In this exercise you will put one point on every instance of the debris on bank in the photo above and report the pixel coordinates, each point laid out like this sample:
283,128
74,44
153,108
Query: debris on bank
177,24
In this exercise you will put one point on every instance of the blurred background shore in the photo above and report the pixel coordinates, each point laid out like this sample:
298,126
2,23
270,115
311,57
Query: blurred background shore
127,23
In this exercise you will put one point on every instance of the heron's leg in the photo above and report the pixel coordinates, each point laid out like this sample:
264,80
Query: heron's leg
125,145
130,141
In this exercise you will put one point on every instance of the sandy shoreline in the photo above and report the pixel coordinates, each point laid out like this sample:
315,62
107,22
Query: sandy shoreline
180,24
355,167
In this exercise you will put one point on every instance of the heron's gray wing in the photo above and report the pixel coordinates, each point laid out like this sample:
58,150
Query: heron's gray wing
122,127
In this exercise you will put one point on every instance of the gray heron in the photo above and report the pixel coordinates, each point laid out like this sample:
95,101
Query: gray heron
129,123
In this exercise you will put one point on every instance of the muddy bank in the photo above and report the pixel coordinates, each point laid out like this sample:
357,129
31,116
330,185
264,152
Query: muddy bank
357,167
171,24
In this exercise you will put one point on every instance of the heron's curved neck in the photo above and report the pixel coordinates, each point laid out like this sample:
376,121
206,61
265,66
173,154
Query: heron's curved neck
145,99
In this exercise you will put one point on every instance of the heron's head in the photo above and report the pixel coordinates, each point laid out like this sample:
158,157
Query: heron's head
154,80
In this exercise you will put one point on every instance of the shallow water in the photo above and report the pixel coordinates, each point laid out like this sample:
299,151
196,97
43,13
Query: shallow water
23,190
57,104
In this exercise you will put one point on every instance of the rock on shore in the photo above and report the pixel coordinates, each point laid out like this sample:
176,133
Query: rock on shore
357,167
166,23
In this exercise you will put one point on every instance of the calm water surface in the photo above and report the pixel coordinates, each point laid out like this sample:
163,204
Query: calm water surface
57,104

━━━━━━

Problem statement.
With the line containing "of the calm" as the start and the last line of the entries as the end, print that whole span exactly.

Answer to the problem.
In this exercise you will put one point on every instance of the calm water surface in the photo above and report the pixel coordinates, each point laid out like this sample:
163,204
Query: calm water surface
57,104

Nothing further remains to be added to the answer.